## Source material

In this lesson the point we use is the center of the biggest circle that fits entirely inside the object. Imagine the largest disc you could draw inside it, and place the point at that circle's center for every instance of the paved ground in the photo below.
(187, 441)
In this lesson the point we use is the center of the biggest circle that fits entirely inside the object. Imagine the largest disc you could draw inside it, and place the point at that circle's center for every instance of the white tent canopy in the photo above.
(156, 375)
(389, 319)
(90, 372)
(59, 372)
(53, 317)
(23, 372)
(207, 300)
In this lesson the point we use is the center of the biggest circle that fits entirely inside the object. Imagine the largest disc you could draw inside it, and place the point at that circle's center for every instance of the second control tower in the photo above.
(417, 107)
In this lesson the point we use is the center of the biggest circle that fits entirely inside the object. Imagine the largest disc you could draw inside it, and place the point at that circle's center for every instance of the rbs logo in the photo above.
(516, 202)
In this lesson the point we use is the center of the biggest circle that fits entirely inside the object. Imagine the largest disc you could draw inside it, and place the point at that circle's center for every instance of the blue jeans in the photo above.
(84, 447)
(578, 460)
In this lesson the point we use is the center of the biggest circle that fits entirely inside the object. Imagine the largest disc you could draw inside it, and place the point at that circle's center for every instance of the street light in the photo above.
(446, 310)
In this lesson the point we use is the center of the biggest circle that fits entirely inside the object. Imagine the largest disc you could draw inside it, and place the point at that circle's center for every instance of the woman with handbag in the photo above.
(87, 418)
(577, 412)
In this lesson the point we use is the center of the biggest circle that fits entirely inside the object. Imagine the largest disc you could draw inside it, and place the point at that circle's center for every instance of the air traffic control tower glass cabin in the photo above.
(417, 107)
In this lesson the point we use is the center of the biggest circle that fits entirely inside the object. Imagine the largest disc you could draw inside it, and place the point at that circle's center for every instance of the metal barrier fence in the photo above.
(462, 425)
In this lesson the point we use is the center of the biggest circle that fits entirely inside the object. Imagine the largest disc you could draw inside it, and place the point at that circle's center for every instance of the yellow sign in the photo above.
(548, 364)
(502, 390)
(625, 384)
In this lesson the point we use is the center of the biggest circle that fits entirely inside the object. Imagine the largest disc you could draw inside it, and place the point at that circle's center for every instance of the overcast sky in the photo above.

## Exercise instructions
Output the material in full, matching it word for word.

## Task result
In this lesson the point we use is the center of the biggest circle that fits entirely inside the object. Imagine the largest disc you could draw inside it, and place the point at that circle's center for every instance of the paved ground in the photo below.
(187, 441)
In this lesson the point we use is the center of the biggest circle that fits entirely inside the object. Imagine the largest disc you could draw inside it, and place the point at that circle's center for every instance of the white tent canopy in the photo above.
(156, 375)
(389, 319)
(90, 372)
(59, 372)
(53, 317)
(23, 372)
(207, 300)
In this lesson the point we use is the center of the biggest circle that fits entirely inside the object. Imagine the largest disc you could draw inside it, and place the point at that circle's center for every instance of the second control tower in the photo above.
(417, 107)
In this lesson the point we use is the center of the biggest circle that fits entirely inside the object. Imagine the largest disc you could draw inside it, and place the point at that circle's center for every instance of the rbs logo in the photo above.
(516, 202)
In this lesson the point we use is the center of the biggest circle that fits entirely inside the object. Imagine the largest disc you could draw inside it, and place the point at that circle's center for every instance of the blue jeans in the photo above.
(84, 447)
(578, 460)
In this lesson the point we use is the center of the biggest circle that fits entirely inside the object. Imagine the largest disc you could draw inside it, and place the point at that circle's center for every instance of the street light in the photo above.
(446, 310)
In this lesson the point we use is the center of the biggest circle that fits entirely inside the object. Imagine the largest disc you could draw inside it, and place the point at that circle's center for every instance of the woman with handbag in the photo above.
(87, 418)
(577, 412)
In this lesson the point we use is the center of the biggest circle that fits entirely inside the object. Imagine the largest disc you could draw inside it, and place the point at that circle's center for every instance of the air traffic control tower glass cabin in the photo above.
(417, 107)
In this lesson the point we use is the center of the biggest circle that fits entirely inside the object. Imagine the largest disc you could draw inside it, and place the point at that circle's center for every instance of the metal barrier fence in the photo above.
(462, 425)
In this lesson the point we use is the center of the biggest circle that fits entirely inside the object. Imagine the largest disc you could draw inside it, and place the point at that circle's center for every instance of the yellow sign in the photo above.
(548, 364)
(502, 390)
(625, 384)
In this lesson the point we use is the center of the biggest circle that fits entirely inside the object. Imagine the largest disc you could draw inside it, and place the point at that circle's center for every instance of the overcast sky in the photo above.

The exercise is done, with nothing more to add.